- Task instructions
Convert the lines from the start through the line containing "<point>374,341</point>" into a two-column CSV with headers `instruction` and `points`. Give one row per instruction, put its text and its answer each in a single quoted field, and replace line breaks with spaces.

- Materials provided

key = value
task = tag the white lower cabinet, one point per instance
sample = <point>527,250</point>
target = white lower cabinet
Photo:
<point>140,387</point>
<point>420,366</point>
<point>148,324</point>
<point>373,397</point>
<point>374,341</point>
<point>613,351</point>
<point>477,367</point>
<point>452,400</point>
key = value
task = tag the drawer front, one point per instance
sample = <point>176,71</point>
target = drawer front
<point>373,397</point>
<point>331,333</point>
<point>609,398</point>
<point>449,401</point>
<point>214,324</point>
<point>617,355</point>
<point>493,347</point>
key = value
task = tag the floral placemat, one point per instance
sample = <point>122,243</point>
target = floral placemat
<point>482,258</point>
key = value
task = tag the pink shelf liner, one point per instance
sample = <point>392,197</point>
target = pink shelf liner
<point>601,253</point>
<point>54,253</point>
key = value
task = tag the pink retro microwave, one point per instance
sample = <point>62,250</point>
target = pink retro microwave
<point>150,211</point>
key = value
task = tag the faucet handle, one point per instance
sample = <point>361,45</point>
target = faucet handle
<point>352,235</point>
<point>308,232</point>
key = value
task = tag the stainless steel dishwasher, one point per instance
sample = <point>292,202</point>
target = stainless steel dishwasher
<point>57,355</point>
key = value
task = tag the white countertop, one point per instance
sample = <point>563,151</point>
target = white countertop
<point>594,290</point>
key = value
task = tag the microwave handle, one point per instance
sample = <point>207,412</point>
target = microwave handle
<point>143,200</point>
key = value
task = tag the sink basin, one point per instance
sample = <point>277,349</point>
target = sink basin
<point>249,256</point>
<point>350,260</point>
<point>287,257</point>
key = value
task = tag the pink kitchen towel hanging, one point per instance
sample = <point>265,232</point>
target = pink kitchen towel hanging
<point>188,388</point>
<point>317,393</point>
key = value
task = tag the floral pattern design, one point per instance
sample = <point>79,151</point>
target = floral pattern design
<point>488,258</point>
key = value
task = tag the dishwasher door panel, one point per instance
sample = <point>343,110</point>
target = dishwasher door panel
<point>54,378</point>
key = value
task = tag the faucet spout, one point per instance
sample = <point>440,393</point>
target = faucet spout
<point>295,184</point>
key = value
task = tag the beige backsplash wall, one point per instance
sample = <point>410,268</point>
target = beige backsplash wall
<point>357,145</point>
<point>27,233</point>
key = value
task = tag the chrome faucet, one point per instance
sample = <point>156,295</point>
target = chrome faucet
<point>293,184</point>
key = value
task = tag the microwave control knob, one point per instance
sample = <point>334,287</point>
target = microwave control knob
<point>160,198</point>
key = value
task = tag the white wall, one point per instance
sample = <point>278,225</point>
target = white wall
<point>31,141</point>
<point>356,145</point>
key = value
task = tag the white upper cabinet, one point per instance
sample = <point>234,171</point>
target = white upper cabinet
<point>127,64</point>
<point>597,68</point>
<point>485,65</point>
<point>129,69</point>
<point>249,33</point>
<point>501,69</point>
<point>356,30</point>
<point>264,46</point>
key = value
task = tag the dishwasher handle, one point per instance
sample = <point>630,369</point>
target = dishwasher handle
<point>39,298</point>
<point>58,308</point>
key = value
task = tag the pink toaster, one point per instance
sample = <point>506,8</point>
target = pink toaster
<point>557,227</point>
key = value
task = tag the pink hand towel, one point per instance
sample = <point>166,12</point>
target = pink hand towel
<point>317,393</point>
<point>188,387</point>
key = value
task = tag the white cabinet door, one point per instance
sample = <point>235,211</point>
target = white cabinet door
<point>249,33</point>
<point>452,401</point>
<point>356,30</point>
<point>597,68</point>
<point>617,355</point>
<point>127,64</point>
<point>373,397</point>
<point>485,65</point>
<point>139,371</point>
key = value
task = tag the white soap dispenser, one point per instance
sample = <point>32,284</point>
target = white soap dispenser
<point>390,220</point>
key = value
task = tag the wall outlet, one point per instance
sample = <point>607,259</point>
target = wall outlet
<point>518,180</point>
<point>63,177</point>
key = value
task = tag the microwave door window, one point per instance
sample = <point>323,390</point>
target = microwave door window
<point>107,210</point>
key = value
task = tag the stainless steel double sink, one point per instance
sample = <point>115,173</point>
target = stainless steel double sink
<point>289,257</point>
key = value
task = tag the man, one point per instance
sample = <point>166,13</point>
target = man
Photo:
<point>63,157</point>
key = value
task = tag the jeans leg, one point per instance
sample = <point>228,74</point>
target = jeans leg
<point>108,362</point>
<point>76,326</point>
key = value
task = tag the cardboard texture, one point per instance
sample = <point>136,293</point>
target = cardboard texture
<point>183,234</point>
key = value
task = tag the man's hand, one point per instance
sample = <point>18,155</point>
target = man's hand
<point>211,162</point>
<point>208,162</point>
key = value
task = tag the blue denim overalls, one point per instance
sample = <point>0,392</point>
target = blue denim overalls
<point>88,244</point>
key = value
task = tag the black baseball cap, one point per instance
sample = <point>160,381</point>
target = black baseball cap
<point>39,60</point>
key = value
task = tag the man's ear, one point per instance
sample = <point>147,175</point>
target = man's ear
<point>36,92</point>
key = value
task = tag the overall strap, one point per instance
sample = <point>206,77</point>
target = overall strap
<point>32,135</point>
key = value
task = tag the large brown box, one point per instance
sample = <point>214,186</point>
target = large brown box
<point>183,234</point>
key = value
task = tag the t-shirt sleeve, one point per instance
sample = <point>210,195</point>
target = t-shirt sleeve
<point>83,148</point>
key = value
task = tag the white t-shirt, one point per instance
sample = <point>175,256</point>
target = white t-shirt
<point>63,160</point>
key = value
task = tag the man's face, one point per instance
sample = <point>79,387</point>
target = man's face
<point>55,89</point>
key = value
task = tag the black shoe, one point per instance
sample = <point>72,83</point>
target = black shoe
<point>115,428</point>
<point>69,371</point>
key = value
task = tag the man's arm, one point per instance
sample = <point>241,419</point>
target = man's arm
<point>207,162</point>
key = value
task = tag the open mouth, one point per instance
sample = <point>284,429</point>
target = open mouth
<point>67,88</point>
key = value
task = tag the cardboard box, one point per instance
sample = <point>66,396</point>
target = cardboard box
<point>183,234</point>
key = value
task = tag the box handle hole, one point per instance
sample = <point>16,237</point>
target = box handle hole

- Response for this exercise
instruction,points
"key = value task = tag the white lower cabinet, one point per instance sample = <point>527,250</point> target = white lower cabinet Photo:","<point>140,387</point> <point>420,366</point> <point>148,324</point> <point>373,397</point> <point>374,341</point>"